任务简述 1: 把Mycat跨结点处理一文中的这句话译成英语:“session.execute()是个重要的方法,直接区分了两种路——单结点模式和多结点模式”。
任务简述 2: 接着Mycat跨结点处理一文的最后一句往下续写一段正文。

来源:
▼

上篇讲了下mycat是如何启动服务、如何接受前端请求,这篇主要来看下遇到跨数据结点时需要做哪些事情,并且,如何把数据返回前端。
另外提一句,发现csdn对于图片处理不是很好,时序图都有点小了,需要手动放大才能查看。
在 io.mycat.server.ServerConnection 的execute方法中会先进行数据库路由并SQL执行的方法,RouteResultset rrs为路由结果
public void routeEndExecuteSQL(String sql, int type, SchemaConfig schema) {
// 路由计算
RouteResultset rrs = null;
try {
rrs = MycatServer
.getInstance()
.getRouterservice()
.route(MycatServer.getInstance().getConfig().getSystem(),
schema, type, sql, this.charset, this);
} catch (Exception e) {
StringBuilder s = new StringBuilder();
LOGGER.warn(s.append(this).append(sql).toString() + " err:" + e.toString(),e);
String msg = e.getMessage();
writeErrMessage(ErrorCode.ER_PARSE_ERROR, msg == null ? e.getClass().getSimpleName() : msg);
return;
}
if (rrs != null) {
// session执行
session.execute(rrs, type);
}
}
上面代码中的session,为每个前后端的链接会话io.mycat.server.NonBlockingSession,有以下成员变量
private final ServerConnection source;
private final ConcurrentHashMap<RouteResultsetNode, BackendConnection> target; //算是后端数据库链接缓存吧
// life-cycle: each sql execution
private volatile SingleNodeHandler singleNodeHandler;
private volatile MultiNodeQueryHandler multiNodeHandler;
private volatile RollbackNodeHandler rollbackHandler;
private final MultiNodeCoordinator multiNodeCoordinator;
private final CommitNodeHandler commitHandler;
private volatile String xaTXID;
session.execute()是个重要的方法,直接区分了两种路——单结点模式和多结点模式
@Override
public void execute(RouteResultset rrs, int type) {
// clear prev execute resources
clearHandlesResources();
if (LOGGER.isDebugEnabled()) {
StringBuilder s = new StringBuilder();
LOGGER.debug(s.append(source).append(rrs).toString() + " rrs ");
}
// 检查路由结果是否为空
RouteResultsetNode[] nodes = rrs.getNodes();
if (nodes == null || nodes.length == 0 || nodes[0].getName() == null || nodes[0].getName().equals("")) {
source.writeErrMessage(ErrorCode.ER_NO_DB_ERROR,
"No dataNode found ,please check tables defined in schema:" + source.getSchema());
return;
}
if (nodes.length == 1) {
singleNodeHandler = new SingleNodeHandler(rrs, this);
if( this.isPrepared() ) {
singleNodeHandler.setPrepared(true);
}
try {
singleNodeHandler.execute();
} catch (Exception e) {
LOGGER.warn(new StringBuilder().append(source).append(rrs).toString(), e);
source.writeErrMessage(ErrorCode.ERR_HANDLE_DATA, e.toString());
}
} else {
boolean autocommit = source.isAutocommit();
multiNodeHandler = new MultiNodeQueryHandler(type, rrs, autocommit, this);
if(this.isPrepared()) {
multiNodeHandler.setPrepared(true);
}
try {
multiNodeHandler.execute();
} catch (Exception e) {
LOGGER.warn(new StringBuilder().append(source).append(rrs).toString(), e);
source.writeErrMessage(ErrorCode.ERR_HANDLE_DATA, e.toString());
}
}
if(this.isPrepared()) {
this.setPrepared(false);
}
}
单结点模式下 SingleNodeHandler 指定回调方法并调用后调mysqlConnection的execute方法。

▲

清单摘录:
▼

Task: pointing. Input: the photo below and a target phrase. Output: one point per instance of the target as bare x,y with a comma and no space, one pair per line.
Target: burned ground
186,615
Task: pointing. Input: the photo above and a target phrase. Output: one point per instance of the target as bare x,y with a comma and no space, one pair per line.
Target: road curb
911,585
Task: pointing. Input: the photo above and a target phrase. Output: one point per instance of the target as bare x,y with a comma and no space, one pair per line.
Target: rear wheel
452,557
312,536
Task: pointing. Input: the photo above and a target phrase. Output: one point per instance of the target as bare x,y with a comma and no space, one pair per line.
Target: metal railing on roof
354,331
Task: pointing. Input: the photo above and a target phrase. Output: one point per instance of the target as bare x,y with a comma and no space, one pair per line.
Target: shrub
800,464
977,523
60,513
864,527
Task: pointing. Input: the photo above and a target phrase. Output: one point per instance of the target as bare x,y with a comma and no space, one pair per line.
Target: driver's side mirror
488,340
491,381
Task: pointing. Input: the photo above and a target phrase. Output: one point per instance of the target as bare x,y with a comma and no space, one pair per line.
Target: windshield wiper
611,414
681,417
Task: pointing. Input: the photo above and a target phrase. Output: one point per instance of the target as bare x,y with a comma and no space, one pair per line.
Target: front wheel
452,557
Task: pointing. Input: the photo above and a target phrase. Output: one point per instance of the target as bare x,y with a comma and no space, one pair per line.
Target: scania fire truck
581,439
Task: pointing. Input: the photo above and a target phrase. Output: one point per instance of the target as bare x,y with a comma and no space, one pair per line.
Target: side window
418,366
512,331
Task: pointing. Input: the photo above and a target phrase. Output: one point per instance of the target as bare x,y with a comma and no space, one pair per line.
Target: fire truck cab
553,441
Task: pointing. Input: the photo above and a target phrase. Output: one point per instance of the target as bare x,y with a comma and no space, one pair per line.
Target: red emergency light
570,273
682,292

▲

练习答案 1: session.execute() is an important method that directly separates two paths: single-node mode and multi-node mode.

练习答案 2:
private void _execute(BackendConnection conn) {
if (session.closed()) {
endRunning();
session.clearResources(true);
return;
}
conn.setResponseHandler(this);
try {
conn.execute(node, session.getSource(), session.getSource()
.isAutocommit());
} catch (Exception e1) {
executeException(conn, e1);
return;
}
}
io.mycat.backend.mysql.nio.MySQLConnection 的同步执行方法中根据mysql内部通过协议规则生成出最后需要执行的语句并在sendQueryCmd方法中调用
private void synAndDoExecute(String xaTxID, RouteResultsetNode rrn,
int clientCharSetIndex, int clientTxIsoLation,
boolean clientAutoCommit) {
String xaCmd = null;
boolean conAutoComit = this.autocommit;
String conSchema = this.schema;
// never executed modify sql,so auto commit
boolean expectAutocommit = !modifiedSQLExecuted || isFromSlaveDB()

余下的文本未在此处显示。